How many lines in the rows below contain the string "outline", matching case exactly? Reply with the number alone.

Available records —
----------------
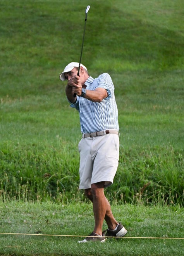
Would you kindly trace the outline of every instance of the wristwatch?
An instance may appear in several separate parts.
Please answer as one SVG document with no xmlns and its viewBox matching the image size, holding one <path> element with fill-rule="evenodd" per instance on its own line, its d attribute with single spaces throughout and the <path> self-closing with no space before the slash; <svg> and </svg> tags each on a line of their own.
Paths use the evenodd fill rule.
<svg viewBox="0 0 184 256">
<path fill-rule="evenodd" d="M 82 93 L 80 95 L 80 97 L 84 97 L 86 94 L 86 90 L 84 88 L 82 88 Z"/>
</svg>

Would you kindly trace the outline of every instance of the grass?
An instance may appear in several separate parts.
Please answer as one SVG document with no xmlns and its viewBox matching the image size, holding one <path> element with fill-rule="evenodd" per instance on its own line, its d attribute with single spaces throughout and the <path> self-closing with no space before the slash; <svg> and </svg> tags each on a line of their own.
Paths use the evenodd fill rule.
<svg viewBox="0 0 184 256">
<path fill-rule="evenodd" d="M 0 3 L 1 232 L 93 228 L 77 188 L 79 116 L 59 79 L 79 61 L 89 5 L 82 62 L 93 77 L 112 76 L 121 133 L 106 194 L 129 236 L 165 239 L 79 246 L 75 237 L 0 234 L 0 254 L 183 255 L 182 240 L 167 239 L 184 234 L 183 1 L 69 2 Z"/>
<path fill-rule="evenodd" d="M 109 197 L 132 203 L 138 194 L 146 204 L 162 198 L 183 206 L 183 3 L 88 4 L 82 62 L 93 76 L 110 74 L 119 112 L 120 163 Z M 77 194 L 79 117 L 58 76 L 79 59 L 86 5 L 1 2 L 4 199 Z"/>
<path fill-rule="evenodd" d="M 0 234 L 1 255 L 181 255 L 184 247 L 183 208 L 151 207 L 138 204 L 112 206 L 117 218 L 128 229 L 127 236 L 165 239 L 108 239 L 102 244 L 80 244 L 77 242 L 93 228 L 91 204 L 75 202 L 60 204 L 45 202 L 0 203 L 2 232 L 63 235 L 71 237 Z M 105 223 L 104 228 L 107 228 Z"/>
</svg>

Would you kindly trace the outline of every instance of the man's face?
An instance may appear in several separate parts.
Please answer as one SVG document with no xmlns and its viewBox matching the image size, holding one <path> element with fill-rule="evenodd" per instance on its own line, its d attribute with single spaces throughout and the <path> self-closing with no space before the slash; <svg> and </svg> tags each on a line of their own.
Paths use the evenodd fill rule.
<svg viewBox="0 0 184 256">
<path fill-rule="evenodd" d="M 65 73 L 65 76 L 66 80 L 69 81 L 72 77 L 76 76 L 77 74 L 78 69 L 77 67 L 74 67 L 74 68 L 69 72 Z"/>
</svg>

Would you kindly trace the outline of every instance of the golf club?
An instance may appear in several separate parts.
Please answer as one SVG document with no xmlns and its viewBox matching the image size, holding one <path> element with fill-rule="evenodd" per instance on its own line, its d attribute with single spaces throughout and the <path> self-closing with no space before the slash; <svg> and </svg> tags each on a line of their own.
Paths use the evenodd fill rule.
<svg viewBox="0 0 184 256">
<path fill-rule="evenodd" d="M 80 61 L 79 62 L 79 67 L 78 68 L 77 76 L 79 76 L 79 72 L 80 72 L 80 67 L 81 67 L 81 60 L 82 59 L 82 54 L 83 53 L 83 45 L 84 45 L 84 39 L 85 31 L 86 30 L 86 21 L 87 21 L 87 15 L 88 14 L 88 12 L 90 8 L 90 5 L 88 5 L 88 6 L 86 7 L 86 11 L 85 12 L 85 13 L 86 14 L 86 17 L 85 19 L 84 28 L 84 33 L 83 34 L 83 43 L 82 43 L 82 48 L 81 49 L 81 57 L 80 57 Z M 74 93 L 74 97 L 76 97 L 76 93 Z"/>
</svg>

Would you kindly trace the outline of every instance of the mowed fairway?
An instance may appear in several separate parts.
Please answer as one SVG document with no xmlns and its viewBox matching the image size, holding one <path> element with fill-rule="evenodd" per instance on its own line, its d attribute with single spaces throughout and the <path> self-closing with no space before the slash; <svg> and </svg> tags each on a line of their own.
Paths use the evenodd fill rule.
<svg viewBox="0 0 184 256">
<path fill-rule="evenodd" d="M 1 0 L 0 228 L 82 235 L 91 231 L 92 206 L 78 190 L 79 116 L 59 78 L 66 65 L 79 61 L 88 5 L 82 63 L 94 78 L 110 75 L 119 110 L 119 164 L 107 196 L 130 236 L 184 237 L 181 0 Z M 31 213 L 28 223 L 24 207 Z M 24 218 L 20 223 L 17 212 Z M 31 220 L 41 212 L 34 228 Z M 51 217 L 57 213 L 56 220 Z M 52 230 L 52 221 L 64 229 Z M 181 240 L 107 241 L 98 250 L 79 247 L 76 239 L 61 244 L 58 238 L 39 237 L 36 243 L 26 237 L 24 246 L 19 238 L 3 236 L 0 254 L 184 254 Z"/>
</svg>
----------------
The solution — 5